- _WHAT TO WORK ON_:
(1) Answer these questions from the passage on Australian temperature records:
(a) After the adjustments, what warming trend per decade to 2022 does the passage give?
(b) How many experts were on the panel that approved the temperature adjustments?
(c) How far back does the BoM data for Melbourne go?
(2) Pick up the passage on Australian temperature records after its final sentence and keep writing.

- _TEXT EXTRACT_:
···
In another study by Stewart, assisted by Perth’s Gilliam, Stewart notes that BoM previously ran a Mark 1 Acorn-Sat series which was highly praised internationally in 2011 as “an important long-term national asset”.[15] The BoM barely a year later mysteriously withdrew it and replaced it with an adjusted Mark 2 version, based on the same raw data. The adjustments — normally used for good technical reasons — increased our warming trend from 0.09degC warming per decade to 0.13degC per decade to 2022. This came about from lowering adjusted temperatures before 1971 and raising them after, Stewart’s audit shows. This “increased warming” of up to 0.4degC per century is entirely from dubious adjustments, not changes in measured data.
The BoM/CSIRO systems of temperature adjustments was OK’d by a panel of four supposed “world-leading experts” from countries where the adjustments are also contentious – especially New Zealand with its notorious adjustment bias towards warming. No wonder the BoM is now at loggerheads with the satellites.
The CITED BoM Australian-average temperature records using screens only start in 1910, although its data for Melbourne goes back to 1855. If the long-term records included the searing heat and drought of the 1890s and earlier, today’s warming would look less alarming.
It’s disappointing that even the measurement of our mild global warming (which has proceeded since the 18th century’s Little Ice Age) has become politicised, corrupted and tweaked to suit the alarmist narrative. Who’d dare to say, “Trust me, I’m a climate scientist”?
···
- _SUPPLIED MATERIAL_:
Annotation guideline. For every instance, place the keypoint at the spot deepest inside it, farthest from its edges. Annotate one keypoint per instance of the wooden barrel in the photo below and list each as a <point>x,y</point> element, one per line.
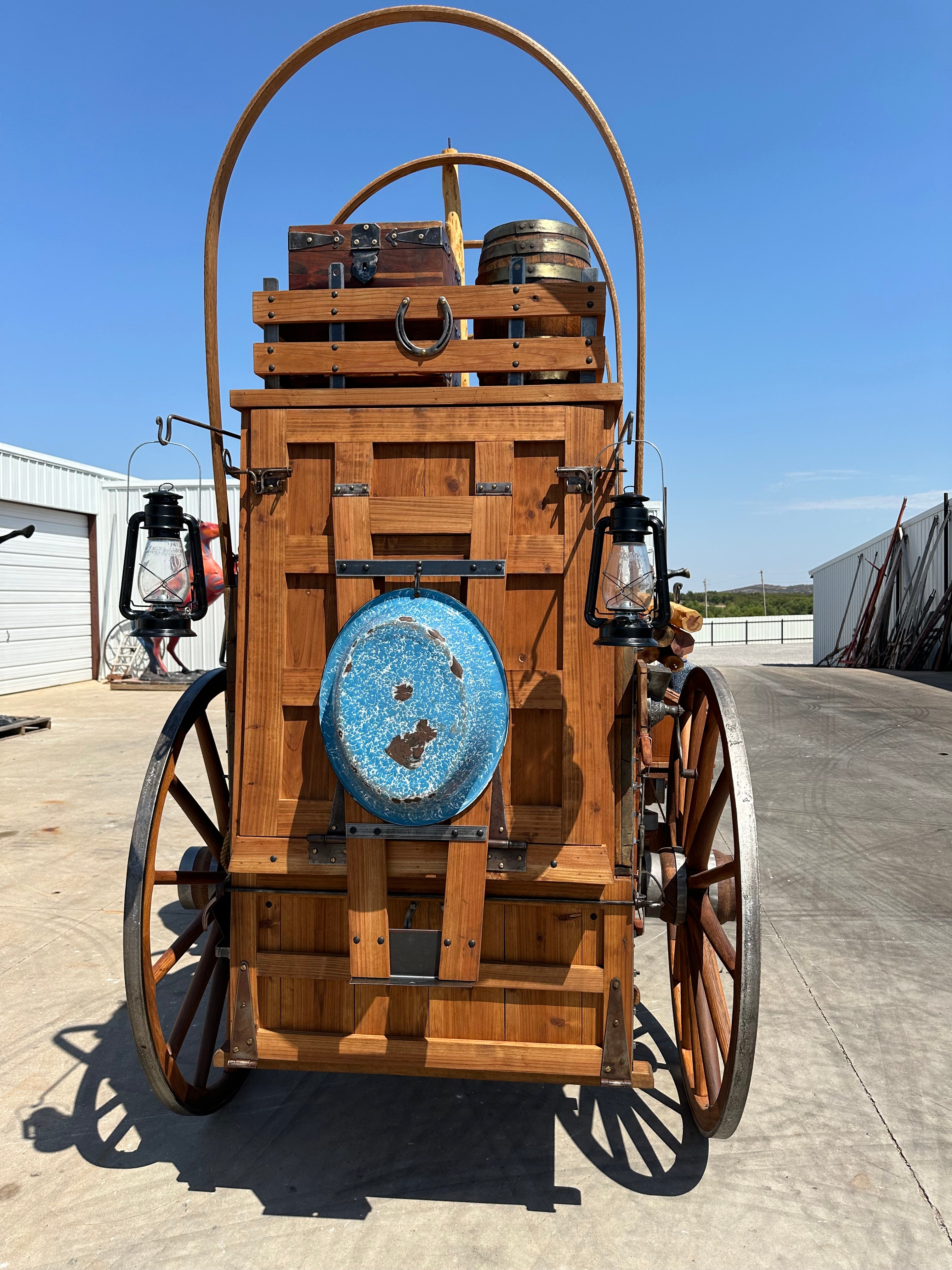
···
- _RESULTS OF THE EXERCISE_:
(1)
(a) 0.13degC per decade, up from 0.09degC.
(b) Four.
(c) To 1855.

(2)
Tony Thomas’ latest essay collection “Foot Soldier in the Culture Wars” ($29.95) is available from publisher ConnorCourt
[1] AAS 2012: Ticking time bombs in the human-earth system
[2] Statistically, “the period from the earliest month starting with which the least-squares linear-regression trend to the most recent month does not exceed zero.”
[3] Chapter 9, text box 9.2, page 769.
[4] ACORN-SAT: Australian Climate Observations Reference Network – Surface Air Temperature.
[5] The “homogenisation” is a black-box process eschewing transparency.
[6] U.S. Climate Reference Network (USCRN), Clouds and the Earth’s Radiant Energy System (CERES).
[7] There’s a rival California-based group called RSS which also monitors satellite-based temperatures. Their series agrees more with land-based measurements but is not independent of them and is part-reliant on modelling estimates.
[8] Phil Jones: “For much of the SH [Southern Hemisphere] between 40 and 60S the normals are mostly made up as there is very little ship data there.”
[9] 2009 Climategate email from climate scientist Tom Wigley: “Phil [Jones], Here are some speculations on correcting SSTs [sea surface temperatures] to partly explain the 1940s warming blip. If you look at the attached plot you will see that the land also shows the 1940s blip (as I’m sure you know). So, if we could reduce the ocean blip by, say, 0.15 degC, then this would be significant for the global mean — but we’d still have to explain the land blip. I’ve chosen 0.15 here deliberately.”
[10] McLean: “It’s very careless and amateur. About the standard of a first-year university student … Governments have had 25 years to check the data on which they’ve been spending billions of dollars. And they haven’t done so once.”
[11] NOAA’s “Requirements and Standards for [National Weather Service] Climate Observations” instructs that temperature data instruments must be “over level terrain (earth or sod) typical of the area around the station and at least 100 feet from any extensive concrete or paved surface.”
[12] Minister Hunt: “My answer was very clear: we have perhaps the best or one of the best meteorological organisations in the world. I have full confidence in their data and the idea was killed at that point,”
[13] The Road to Ruin, by Niki Savva. Scribe Publications, 2017, p135.
[14] The 2017 panel comprised Dr Ron Sandland (Chair), Emeritus Professor Bob Vincent (Vice-Chair), Dr Phillip Gould, Dr John Henstridge, Ms Susan Linacre, Professor Michael Martin, Professor Patty Solomon, and Professor Terry Speed.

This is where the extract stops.